**The tasks:**
(a) According to the farm safety interview, for how many years has Dan Trottier been helping operations improve their safety systems?
(b) Reproduce the stretch of the farm safety interview from "To help us navigate" through "very own questions!".

**Text to read:**
::::::::::
Safety seems to be that little word that gets people – especially in the ag industry – feeling anything but safe. When it comes to the financial bottom line, and a pathological way of farming for generations, many farmers and producers feel threatened. Drawn-out implementations of various Bills and Labour Standards only amplify their worries. Yet, as seen by various campaigns such as Ag Safety Week and Grain Bin Safety week to name a few, there is an astounding level of commitment to provide a safe environment.

To help us navigate Ag Safety, we are proud to host Dan Trottier – Integral member of Tatonga Consulting’s safety consulting team in today’s discussion. Dan has been involved in Ag his whole life – from on his own family farm days, to helping operations improve their safety systems for the past 20 years! We’re proud to have him answer some of your very own questions!

 

AGRALINKS: What are three (3) simple things farmers can do to improve the safety of their operation?

Dan Trottier:

  • Hazard Assessment: Perhaps the greatest opportunity for them to set up a safety strategy would be to formally address what hazards are on the farm. Additionally, every operation is different. So, each site is going to have unique hazards that represent danger for the workers that are doing the jobs. Using language that means something to the farm is very important. It’s pointless to use fancy terms that don’t mean anything to the workers. Keep it real.

 

  • Measures of Control: Once you have identified those hazards, look at how you will control those hazards; eye protection, as an example. What barriers can you place around those hazards? What kinds of policies, rules, and procedures are you going to have to protect the worker from those hazards? What kind of PPE or safety gear will those workers wear? Establishing a hazard control plan goes a long way towards a successful farm safety strategy!

 

  • Train them right: Now you can focus on training. What are you going to do to train your workers? Job-specific training, equipment-specific training, etc. Performing a competency assessment to determine if a worker is able to perform the task in a safe manner is an important step . Standardize your training for all workers and all ages to ensure that everyone has a comman base of understanding for completing the work safely.

 

AGRALINKS: When a farmer considers expansion/diversification opportunities, what safety measures should be taken into consideration?

Dan Trottier:

  • Just Pause for a Moment: When you’re thinking about expansion or a new building; or simply moving into a new direction, this could mean new equipment with new problems. Just pause. It doesn’t have to be a long pause. Think of the safety considerations that might be coming along with that new expansion. Identify that if you’re purchasing new bins, as an example, and working heights has always been an issue on your operation; there’s a cost to have proper stairs or climbing devices put in. Before implementation, it’s often the best time from a cost perspective and training perspective to analyze the how to do those jobs safely and engineer some safety designs into the expansion plan. It’s just a good consideration along with building and design, or the business plan to have safety as an included section.
::::::::::
**Data segment:**
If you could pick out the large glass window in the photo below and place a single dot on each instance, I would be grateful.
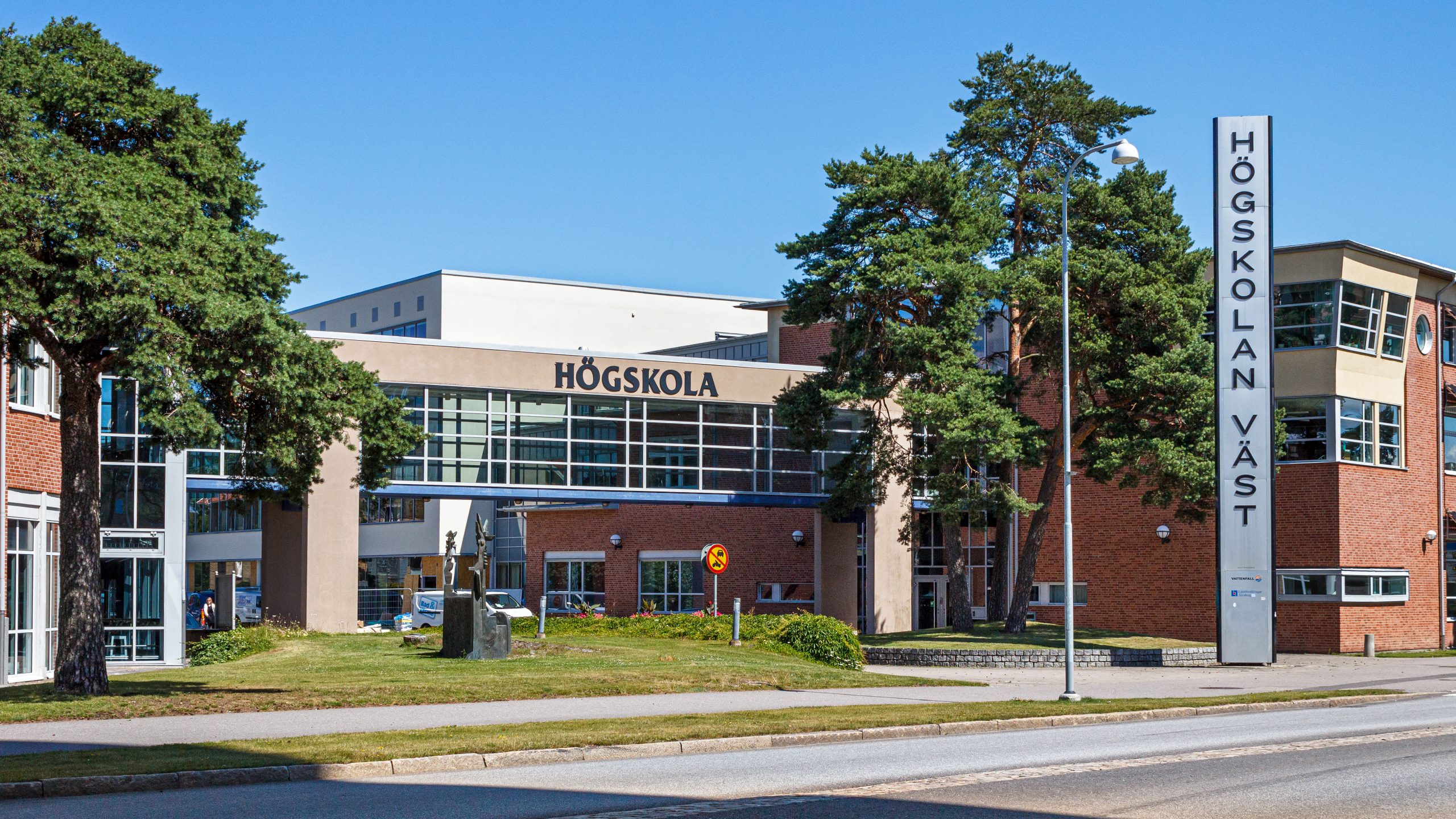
::::::::::
**Task solutions:**
(a) For the past 20 years.

(b)
To help us navigate Ag Safety, we are proud to host Dan Trottier – Integral member of Tatonga Consulting’s safety consulting team in today’s discussion. Dan has been involved in Ag his whole life – from on his own family farm days, to helping operations improve their safety systems for the past 20 years! We’re proud to have him answer some of your very own questions!